# What you have to do:
Without dropping or altering a single word, give the listing again.

<<<<

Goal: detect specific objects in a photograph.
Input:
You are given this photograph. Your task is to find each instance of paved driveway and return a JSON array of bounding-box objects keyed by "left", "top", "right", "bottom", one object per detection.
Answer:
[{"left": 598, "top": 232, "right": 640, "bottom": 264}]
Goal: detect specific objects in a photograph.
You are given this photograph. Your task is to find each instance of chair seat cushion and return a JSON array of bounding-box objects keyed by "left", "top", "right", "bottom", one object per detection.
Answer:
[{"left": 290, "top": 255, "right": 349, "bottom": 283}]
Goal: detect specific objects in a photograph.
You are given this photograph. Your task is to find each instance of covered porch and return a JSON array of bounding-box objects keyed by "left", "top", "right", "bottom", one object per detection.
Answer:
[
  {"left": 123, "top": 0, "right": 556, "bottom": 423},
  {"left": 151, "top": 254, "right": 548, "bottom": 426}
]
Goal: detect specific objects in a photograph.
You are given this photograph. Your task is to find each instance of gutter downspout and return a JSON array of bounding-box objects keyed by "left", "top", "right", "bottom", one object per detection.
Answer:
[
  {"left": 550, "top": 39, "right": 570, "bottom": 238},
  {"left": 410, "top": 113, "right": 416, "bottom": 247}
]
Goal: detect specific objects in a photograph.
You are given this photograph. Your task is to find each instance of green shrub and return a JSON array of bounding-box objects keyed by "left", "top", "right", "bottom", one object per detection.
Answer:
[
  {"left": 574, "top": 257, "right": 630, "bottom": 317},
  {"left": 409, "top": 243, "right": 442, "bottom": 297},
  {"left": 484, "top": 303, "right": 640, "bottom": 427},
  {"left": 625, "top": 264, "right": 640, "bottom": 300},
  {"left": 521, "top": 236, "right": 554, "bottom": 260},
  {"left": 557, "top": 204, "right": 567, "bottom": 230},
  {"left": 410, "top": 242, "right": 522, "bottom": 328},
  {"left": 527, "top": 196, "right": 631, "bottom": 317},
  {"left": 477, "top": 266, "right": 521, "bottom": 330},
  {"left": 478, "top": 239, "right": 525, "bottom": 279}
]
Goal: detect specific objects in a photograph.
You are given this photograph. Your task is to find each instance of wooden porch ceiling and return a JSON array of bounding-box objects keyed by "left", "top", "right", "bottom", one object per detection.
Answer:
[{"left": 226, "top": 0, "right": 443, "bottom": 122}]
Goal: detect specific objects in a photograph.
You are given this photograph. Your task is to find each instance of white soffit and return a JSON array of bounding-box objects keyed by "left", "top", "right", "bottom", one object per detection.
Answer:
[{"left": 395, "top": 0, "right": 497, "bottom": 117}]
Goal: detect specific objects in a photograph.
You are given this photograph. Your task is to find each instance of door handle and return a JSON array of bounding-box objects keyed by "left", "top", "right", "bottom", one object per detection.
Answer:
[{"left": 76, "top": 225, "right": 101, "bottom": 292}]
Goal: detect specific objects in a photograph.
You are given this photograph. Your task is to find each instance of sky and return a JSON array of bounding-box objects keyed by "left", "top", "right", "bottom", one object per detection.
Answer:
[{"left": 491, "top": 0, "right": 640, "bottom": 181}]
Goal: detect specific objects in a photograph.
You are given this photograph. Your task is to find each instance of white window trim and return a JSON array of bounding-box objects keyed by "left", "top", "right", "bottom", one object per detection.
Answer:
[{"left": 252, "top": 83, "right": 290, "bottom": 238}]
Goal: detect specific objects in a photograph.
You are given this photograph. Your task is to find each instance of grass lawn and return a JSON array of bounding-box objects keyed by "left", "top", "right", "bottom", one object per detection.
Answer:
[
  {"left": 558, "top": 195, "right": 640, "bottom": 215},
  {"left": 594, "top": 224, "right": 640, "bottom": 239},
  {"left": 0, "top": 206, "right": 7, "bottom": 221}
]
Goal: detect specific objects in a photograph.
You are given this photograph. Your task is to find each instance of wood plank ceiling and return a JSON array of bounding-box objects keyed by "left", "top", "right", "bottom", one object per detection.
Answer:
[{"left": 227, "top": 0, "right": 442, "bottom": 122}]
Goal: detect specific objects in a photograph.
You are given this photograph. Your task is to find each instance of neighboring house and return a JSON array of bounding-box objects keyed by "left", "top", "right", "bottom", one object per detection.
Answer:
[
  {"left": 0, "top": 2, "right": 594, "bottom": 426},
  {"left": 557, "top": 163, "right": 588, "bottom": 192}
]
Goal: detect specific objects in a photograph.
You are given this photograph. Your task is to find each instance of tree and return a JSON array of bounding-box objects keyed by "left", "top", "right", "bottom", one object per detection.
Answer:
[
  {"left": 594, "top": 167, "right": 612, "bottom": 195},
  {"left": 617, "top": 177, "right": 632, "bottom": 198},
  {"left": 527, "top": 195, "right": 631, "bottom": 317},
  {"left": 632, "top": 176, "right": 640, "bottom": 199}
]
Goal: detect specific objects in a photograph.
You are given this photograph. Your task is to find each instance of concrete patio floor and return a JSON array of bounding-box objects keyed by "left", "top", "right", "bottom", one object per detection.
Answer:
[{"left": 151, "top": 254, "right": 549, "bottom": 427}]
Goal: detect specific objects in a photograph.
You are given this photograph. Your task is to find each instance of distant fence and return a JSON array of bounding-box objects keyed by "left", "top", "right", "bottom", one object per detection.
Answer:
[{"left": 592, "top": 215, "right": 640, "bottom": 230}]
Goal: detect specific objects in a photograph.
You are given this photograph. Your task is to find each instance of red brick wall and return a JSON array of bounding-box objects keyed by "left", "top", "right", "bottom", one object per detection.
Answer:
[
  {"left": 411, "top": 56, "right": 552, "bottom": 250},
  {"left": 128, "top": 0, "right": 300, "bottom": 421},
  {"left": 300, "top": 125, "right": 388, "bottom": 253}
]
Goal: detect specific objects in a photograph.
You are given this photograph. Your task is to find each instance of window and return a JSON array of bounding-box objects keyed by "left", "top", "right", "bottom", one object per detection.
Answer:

>>>>

# Answer to this exercise:
Goal: detect specific objects in a photograph.
Input:
You are given this photograph. Your task is to find each instance of paved driveway and return a JSON array of bounding-box objects keyed by "left", "top", "right", "bottom", one object per detection.
Answer:
[{"left": 598, "top": 232, "right": 640, "bottom": 264}]
Goal: detect specific objects in a photograph.
You are given this photograph. Your task is to find each instance of chair seat cushion and return a JSON array of bounding-box objects keyed by "left", "top", "right", "bottom", one object per detection.
Answer:
[{"left": 290, "top": 255, "right": 349, "bottom": 283}]
Goal: detect specific objects in a photograph.
You are given this photograph. Your task is to find each instance of covered porch and return a JSON array of bounding-box objects keyed by "left", "top", "right", "bottom", one object per detection.
Answer:
[
  {"left": 123, "top": 0, "right": 556, "bottom": 423},
  {"left": 151, "top": 254, "right": 548, "bottom": 426}
]
Goal: detect specific objects in a photograph.
You are given this photograph. Your task is to find each instance of gutter downspout and return a JSON array of bounding-box objects keyed by "left", "top", "right", "bottom", one object per detection.
Answer:
[
  {"left": 550, "top": 39, "right": 570, "bottom": 238},
  {"left": 410, "top": 113, "right": 416, "bottom": 247}
]
Goal: detect specific objects in a photograph.
You are given this photograph. Your task is to find each instance of green shrub and return a JSON array of bounding-box objects keyed by "left", "top", "right", "bottom", one object per detection.
Answer:
[
  {"left": 574, "top": 257, "right": 630, "bottom": 317},
  {"left": 409, "top": 243, "right": 442, "bottom": 297},
  {"left": 484, "top": 303, "right": 640, "bottom": 427},
  {"left": 625, "top": 264, "right": 640, "bottom": 300},
  {"left": 521, "top": 236, "right": 554, "bottom": 260},
  {"left": 557, "top": 204, "right": 567, "bottom": 230},
  {"left": 410, "top": 242, "right": 522, "bottom": 328},
  {"left": 527, "top": 196, "right": 631, "bottom": 317},
  {"left": 477, "top": 266, "right": 521, "bottom": 330},
  {"left": 478, "top": 239, "right": 525, "bottom": 279}
]
Goal: detect specific objects in a photograph.
You are given this photograph. Your task is to find each instance of wooden porch ceiling and return a JSON array of bounding-box objects keyed by "left", "top", "right", "bottom", one object per detection.
Answer:
[{"left": 226, "top": 0, "right": 443, "bottom": 122}]
Goal: detect specific objects in a photograph.
You are given this photograph. Your task is to find each instance of white soffit and return a JSON array of bounding-box objects keyed by "left", "top", "right", "bottom", one object per detection.
Answer:
[{"left": 395, "top": 0, "right": 497, "bottom": 117}]
Goal: detect specific objects in a photograph.
You are given this photograph. Your task is to find each instance of door handle and return a JSON array of bounding-box objects keyed by "left", "top", "right", "bottom", one object per detection.
Answer:
[{"left": 76, "top": 225, "right": 101, "bottom": 292}]
Goal: detect specific objects in a photograph.
You are given this photograph. Your task is to find each instance of sky and return a JSON array of bounding-box objects keyed by "left", "top", "right", "bottom", one object per detection.
Answer:
[{"left": 491, "top": 0, "right": 640, "bottom": 181}]
Goal: detect specific objects in a photograph.
You are given this photograph. Your task is to find each instance of white window trim and return a JSON array of bounding-box objects keyed by "left", "top", "right", "bottom", one object per detection.
Answer:
[{"left": 252, "top": 83, "right": 290, "bottom": 238}]
Goal: detect specific objects in a photograph.
You are given this photograph. Your task is to find each instance of grass lawn and return a JSON array of bounding-box objects keyed by "left", "top", "right", "bottom", one object per detection.
Answer:
[
  {"left": 558, "top": 195, "right": 640, "bottom": 215},
  {"left": 594, "top": 224, "right": 640, "bottom": 239},
  {"left": 0, "top": 206, "right": 7, "bottom": 221}
]
Goal: detect specific objects in a photograph.
You are given this photograph. Your task is to find each instance of wood plank ceiling and return a JSON array of bounding-box objects keyed by "left", "top", "right", "bottom", one object per detection.
Answer:
[{"left": 227, "top": 0, "right": 442, "bottom": 122}]
Goal: detect specific objects in a photograph.
You are given this photograph. Your task is to find each instance of neighboring house and return a JSON array of bounding-box objects keyed by "left", "top", "right", "bottom", one object per detection.
Answer:
[
  {"left": 0, "top": 2, "right": 594, "bottom": 426},
  {"left": 557, "top": 163, "right": 588, "bottom": 192}
]
Goal: detect specific objects in a photograph.
You are given this photograph. Your task is to find each instance of tree and return a JSON array of bounding-box objects keyed by "left", "top", "right", "bottom", one object per detection.
Answer:
[
  {"left": 594, "top": 167, "right": 612, "bottom": 195},
  {"left": 617, "top": 177, "right": 632, "bottom": 198},
  {"left": 527, "top": 195, "right": 631, "bottom": 317},
  {"left": 632, "top": 176, "right": 640, "bottom": 199}
]
Goal: detect specific objects in a photograph.
You are given this photograph. Your task is to find each instance of concrete patio floor and return a JSON array of bounding-box objects keyed by "left", "top", "right", "bottom", one object per detection.
Answer:
[{"left": 151, "top": 254, "right": 549, "bottom": 427}]
Goal: detect specific objects in a photograph.
You are given this photograph. Your task is to find each instance of distant fence and return a JSON array of bounding-box objects keyed by "left", "top", "right", "bottom", one object per detection.
Answer:
[{"left": 592, "top": 215, "right": 640, "bottom": 230}]
Goal: detect specific objects in a photograph.
You are given this photograph. Your task is to find each instance of red brick wall and return a JSON array of bounding-box objects keyed by "left", "top", "right", "bottom", one object per detection.
Answer:
[
  {"left": 411, "top": 56, "right": 552, "bottom": 250},
  {"left": 128, "top": 0, "right": 300, "bottom": 421},
  {"left": 300, "top": 125, "right": 388, "bottom": 253}
]
Goal: detect specific objects in a photograph.
You are given this photograph. Your task is to find each instance of window and return a JSON array of bounding-box objects keyed by "left", "top", "right", "bottom", one object per detection.
Answer:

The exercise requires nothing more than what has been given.